■ REQUIRED WORK
Count the lines in the records below that contain the string "mountain", matching case exactly, and give only that number.

■ INPUT FOR THIS TASK
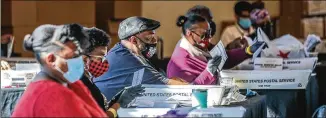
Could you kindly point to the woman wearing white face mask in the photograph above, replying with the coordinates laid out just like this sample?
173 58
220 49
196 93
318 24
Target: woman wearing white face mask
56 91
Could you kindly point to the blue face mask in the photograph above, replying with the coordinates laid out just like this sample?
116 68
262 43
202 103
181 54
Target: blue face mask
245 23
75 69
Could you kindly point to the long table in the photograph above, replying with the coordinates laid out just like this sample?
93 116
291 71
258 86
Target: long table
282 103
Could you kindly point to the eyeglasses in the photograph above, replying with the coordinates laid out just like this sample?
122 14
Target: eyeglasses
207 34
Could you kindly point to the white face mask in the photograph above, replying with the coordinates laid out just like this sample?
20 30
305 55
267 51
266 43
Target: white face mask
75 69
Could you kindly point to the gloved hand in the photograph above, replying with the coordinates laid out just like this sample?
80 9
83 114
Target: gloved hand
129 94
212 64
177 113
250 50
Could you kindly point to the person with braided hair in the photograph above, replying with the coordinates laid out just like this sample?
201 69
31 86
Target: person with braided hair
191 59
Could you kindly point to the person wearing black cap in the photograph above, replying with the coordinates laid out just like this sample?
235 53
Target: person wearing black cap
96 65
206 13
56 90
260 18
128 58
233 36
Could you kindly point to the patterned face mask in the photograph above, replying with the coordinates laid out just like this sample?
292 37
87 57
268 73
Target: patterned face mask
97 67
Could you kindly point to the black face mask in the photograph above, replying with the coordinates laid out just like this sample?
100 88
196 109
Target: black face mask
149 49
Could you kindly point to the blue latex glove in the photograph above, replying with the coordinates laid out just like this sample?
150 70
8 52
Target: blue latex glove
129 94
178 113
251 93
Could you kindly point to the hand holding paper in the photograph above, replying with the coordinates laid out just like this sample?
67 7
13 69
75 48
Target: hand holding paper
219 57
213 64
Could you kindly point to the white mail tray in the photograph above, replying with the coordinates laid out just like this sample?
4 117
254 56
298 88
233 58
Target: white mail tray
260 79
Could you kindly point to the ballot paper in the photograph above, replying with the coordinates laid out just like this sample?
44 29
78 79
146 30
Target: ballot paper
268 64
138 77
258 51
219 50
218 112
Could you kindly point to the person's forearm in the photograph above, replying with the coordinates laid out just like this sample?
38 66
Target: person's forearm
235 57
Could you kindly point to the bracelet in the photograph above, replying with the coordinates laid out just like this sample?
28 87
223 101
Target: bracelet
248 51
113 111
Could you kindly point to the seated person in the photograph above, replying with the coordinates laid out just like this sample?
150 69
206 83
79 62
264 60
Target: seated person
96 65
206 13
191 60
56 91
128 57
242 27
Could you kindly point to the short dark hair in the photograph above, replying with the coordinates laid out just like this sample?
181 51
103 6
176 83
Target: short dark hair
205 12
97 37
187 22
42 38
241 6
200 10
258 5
---
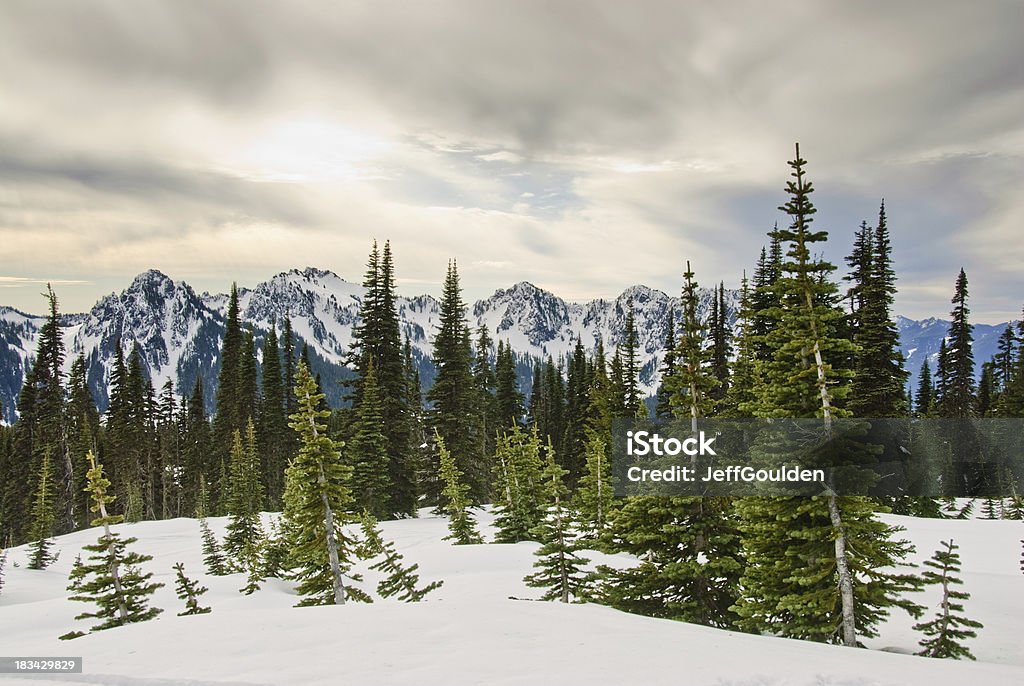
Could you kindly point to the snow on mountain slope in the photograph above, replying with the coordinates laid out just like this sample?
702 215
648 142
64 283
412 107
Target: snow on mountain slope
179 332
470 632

■ TASK RESPONSE
2